# SUPPLIED DATA

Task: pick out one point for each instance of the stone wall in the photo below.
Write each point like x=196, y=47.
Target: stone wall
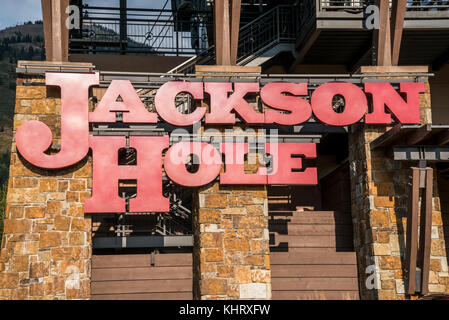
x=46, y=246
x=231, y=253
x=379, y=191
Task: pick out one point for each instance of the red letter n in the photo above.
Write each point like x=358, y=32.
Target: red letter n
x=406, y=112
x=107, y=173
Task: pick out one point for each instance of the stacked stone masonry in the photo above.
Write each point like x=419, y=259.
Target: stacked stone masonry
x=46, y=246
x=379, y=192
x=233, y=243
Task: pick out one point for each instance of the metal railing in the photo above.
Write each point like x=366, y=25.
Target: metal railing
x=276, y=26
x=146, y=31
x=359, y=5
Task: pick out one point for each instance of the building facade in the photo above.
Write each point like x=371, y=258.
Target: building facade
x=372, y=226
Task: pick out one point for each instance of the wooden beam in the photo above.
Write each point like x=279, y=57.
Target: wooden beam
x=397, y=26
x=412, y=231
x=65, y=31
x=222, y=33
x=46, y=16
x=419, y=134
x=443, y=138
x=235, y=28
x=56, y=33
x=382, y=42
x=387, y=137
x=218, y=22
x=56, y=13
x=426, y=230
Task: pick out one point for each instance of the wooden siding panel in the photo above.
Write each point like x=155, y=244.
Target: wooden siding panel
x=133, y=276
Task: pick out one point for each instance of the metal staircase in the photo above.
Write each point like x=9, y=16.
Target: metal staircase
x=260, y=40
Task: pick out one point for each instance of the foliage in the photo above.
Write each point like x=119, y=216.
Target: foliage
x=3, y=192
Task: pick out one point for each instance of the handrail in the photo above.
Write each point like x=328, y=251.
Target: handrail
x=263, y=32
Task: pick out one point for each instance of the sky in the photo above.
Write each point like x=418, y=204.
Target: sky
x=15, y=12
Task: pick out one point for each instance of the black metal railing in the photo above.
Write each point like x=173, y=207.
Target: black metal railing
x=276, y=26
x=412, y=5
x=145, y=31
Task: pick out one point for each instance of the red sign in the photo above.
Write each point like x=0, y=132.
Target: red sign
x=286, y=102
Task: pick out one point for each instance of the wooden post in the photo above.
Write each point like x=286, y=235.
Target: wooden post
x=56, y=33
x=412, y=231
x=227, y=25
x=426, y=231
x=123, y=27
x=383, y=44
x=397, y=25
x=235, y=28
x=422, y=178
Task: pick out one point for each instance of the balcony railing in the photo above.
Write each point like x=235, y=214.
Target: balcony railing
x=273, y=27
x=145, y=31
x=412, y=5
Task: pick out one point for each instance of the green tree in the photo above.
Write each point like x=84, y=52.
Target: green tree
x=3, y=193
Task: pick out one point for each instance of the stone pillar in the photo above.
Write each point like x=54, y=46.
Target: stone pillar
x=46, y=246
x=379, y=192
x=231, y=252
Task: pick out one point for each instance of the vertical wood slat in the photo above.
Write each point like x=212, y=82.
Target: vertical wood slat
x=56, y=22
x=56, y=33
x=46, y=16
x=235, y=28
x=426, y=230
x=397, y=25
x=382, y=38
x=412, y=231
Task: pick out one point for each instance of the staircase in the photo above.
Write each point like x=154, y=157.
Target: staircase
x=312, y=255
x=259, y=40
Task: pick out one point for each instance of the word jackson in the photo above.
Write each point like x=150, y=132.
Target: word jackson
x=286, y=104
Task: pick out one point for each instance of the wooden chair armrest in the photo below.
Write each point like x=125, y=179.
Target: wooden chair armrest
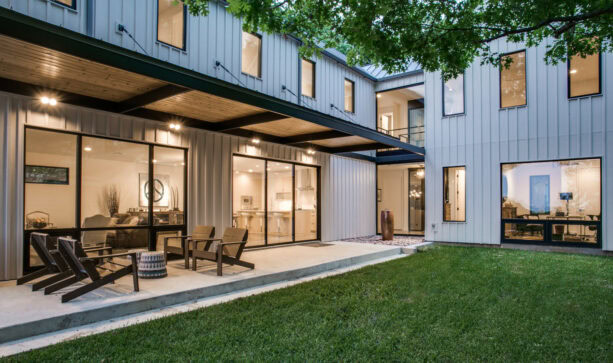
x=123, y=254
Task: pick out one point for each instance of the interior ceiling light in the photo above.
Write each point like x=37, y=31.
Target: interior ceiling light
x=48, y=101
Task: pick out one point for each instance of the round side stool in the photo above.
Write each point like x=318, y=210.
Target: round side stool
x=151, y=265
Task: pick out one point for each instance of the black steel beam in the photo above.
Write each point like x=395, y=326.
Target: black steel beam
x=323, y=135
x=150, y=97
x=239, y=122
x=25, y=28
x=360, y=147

--

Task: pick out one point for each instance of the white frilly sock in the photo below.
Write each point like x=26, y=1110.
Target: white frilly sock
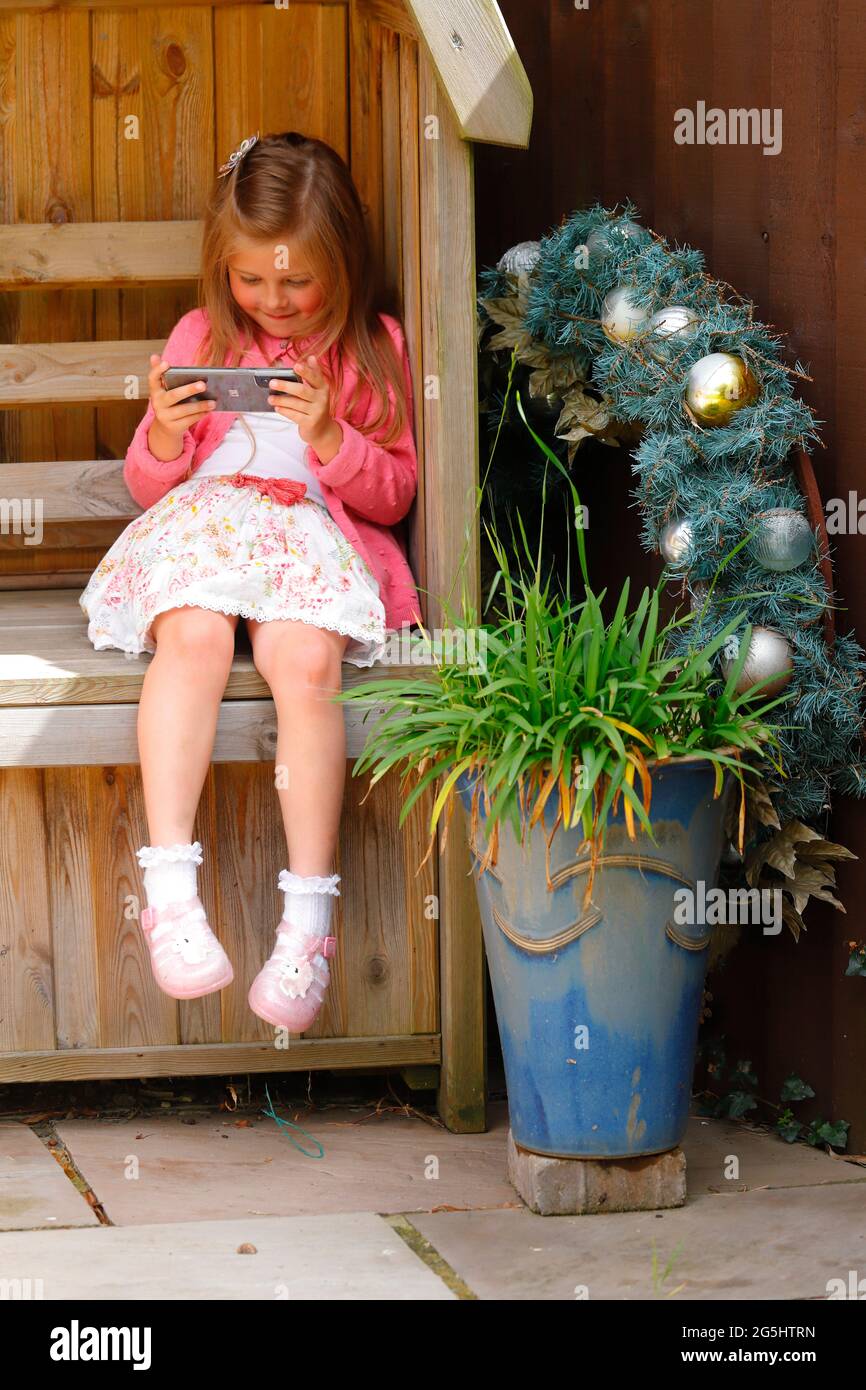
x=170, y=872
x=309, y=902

# WHAT TO WORK ON
Your answer should consist of the lines from the material that contain "below".

# TASK RESULT
Task: pick out one point for each instance of the stone wall in the photo below.
Task: pick out one point for each instance of the wooden chair armrest in the photo below.
Task: pick out one point for each instance of the white frilly sock in the photo below.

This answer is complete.